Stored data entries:
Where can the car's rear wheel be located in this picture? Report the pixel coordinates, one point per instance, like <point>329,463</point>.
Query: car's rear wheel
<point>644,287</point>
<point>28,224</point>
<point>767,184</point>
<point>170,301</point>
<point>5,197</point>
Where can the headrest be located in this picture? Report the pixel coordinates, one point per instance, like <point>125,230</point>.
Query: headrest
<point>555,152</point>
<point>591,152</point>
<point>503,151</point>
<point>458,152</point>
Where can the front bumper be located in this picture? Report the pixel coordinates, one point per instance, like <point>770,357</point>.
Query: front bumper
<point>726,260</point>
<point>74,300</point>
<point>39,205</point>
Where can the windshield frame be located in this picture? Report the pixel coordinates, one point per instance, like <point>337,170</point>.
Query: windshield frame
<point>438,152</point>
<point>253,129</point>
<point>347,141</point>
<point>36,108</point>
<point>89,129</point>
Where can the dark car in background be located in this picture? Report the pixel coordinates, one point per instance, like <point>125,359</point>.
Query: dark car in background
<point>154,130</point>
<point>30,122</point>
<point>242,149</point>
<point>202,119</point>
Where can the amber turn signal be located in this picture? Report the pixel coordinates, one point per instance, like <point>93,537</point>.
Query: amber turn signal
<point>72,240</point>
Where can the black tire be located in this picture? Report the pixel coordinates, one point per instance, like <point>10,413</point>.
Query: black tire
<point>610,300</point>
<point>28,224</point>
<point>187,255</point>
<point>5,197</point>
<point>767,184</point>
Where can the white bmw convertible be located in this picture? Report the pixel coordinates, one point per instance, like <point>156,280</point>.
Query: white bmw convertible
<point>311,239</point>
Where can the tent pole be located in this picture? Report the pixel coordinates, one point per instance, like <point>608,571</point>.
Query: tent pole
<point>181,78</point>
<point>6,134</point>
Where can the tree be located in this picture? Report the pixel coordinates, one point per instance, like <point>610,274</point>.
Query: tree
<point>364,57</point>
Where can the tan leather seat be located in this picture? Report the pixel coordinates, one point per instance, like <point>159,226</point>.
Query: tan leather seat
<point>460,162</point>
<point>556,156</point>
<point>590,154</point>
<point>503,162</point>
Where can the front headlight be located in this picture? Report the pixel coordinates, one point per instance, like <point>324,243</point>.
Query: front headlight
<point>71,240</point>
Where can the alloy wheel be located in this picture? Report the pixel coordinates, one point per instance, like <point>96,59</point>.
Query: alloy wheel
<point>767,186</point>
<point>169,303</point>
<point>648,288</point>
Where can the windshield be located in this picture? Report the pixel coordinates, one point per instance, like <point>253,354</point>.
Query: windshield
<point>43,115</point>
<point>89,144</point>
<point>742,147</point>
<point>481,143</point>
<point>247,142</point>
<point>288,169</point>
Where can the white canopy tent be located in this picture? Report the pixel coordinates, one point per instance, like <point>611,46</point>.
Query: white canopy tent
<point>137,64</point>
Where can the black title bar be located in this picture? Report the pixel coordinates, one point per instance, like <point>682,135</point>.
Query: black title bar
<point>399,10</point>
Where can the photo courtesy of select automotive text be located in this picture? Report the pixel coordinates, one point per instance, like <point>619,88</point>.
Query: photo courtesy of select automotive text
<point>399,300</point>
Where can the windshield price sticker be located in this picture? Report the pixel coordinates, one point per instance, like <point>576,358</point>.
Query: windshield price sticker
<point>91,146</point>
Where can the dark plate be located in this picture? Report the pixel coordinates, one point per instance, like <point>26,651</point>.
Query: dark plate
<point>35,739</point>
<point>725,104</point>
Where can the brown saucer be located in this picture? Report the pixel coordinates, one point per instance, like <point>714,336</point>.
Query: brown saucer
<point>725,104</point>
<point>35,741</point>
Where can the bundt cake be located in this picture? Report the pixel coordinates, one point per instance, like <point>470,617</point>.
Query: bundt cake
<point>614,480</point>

[Work instruction] Above are the records; repeat exactly the lines from the one holding "Query: tree" down to the one holding "Where can the alloy", end lines included.

[Your solution]
Query: tree
<point>364,57</point>
Where can the tan leather seat be located in this picture? Report the pixel coordinates, one point per instance, like <point>159,226</point>.
Query: tan leather seat
<point>460,162</point>
<point>556,156</point>
<point>590,154</point>
<point>503,162</point>
Where can the front headlight be located in this picture? Report the pixel coordinates, one point per instance, like <point>324,243</point>.
Query: front headlight
<point>71,240</point>
Where can the alloy wheel be located in this picture? Report the pixel coordinates, one point per instance, like <point>96,59</point>.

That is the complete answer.